----- Information shown -----
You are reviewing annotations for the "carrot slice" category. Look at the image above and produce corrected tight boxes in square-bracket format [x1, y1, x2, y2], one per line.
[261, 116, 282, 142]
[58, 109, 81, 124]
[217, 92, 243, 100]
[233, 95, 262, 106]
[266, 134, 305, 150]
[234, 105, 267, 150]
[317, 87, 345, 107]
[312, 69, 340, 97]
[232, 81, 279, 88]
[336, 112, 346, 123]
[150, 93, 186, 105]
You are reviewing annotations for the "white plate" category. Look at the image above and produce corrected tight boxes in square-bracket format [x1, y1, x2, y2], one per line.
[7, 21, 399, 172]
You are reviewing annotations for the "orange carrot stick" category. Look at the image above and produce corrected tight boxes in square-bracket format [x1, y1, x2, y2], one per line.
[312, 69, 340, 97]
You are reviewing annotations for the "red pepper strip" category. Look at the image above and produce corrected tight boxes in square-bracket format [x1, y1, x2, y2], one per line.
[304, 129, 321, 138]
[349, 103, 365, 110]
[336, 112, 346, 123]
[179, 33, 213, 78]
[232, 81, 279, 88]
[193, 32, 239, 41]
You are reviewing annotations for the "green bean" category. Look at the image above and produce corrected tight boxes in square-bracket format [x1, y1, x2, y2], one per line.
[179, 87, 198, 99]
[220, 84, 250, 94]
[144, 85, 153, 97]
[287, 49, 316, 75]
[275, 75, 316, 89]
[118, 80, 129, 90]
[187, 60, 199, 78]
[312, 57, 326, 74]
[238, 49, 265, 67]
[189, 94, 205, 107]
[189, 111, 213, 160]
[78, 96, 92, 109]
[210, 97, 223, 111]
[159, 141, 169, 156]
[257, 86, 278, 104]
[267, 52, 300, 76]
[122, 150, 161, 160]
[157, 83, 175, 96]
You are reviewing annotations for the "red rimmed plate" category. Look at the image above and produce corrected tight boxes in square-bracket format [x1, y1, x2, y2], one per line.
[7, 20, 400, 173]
-----
→ Problem details:
List each line of the rows above that contains the word "image".

→ Full response:
You are reviewing annotations for the "carrot slice" category. Look at the image above and produce corrected tight boxes in square-bracket format [x1, y1, x2, y2], one per line.
You are reviewing annotations for the "white plate" category. Look at the image above and produce corrected tight boxes in square-bracket format [x1, y1, x2, y2], one per line.
You are reviewing annotations for the "orange carrot stick" category. Look at the image above and produce corrected tight boxes in square-bracket format [x1, y1, x2, y2], one per line.
You are reviewing annotations for the "red pepper strip" category. Look at the image above and produce corrected tight boxes in square-bracket format [x1, y1, x2, y2], one per line.
You are reviewing annotations for the "green bean" category. Look at the image above and produce corrected tight boxes in square-bracket format [x1, y1, x2, y2], one per line.
You are reviewing annotations for the "red rimmed plate" category. Look at the image above and produce corrected tight boxes in square-bracket format [x1, y1, x2, y2], one per line.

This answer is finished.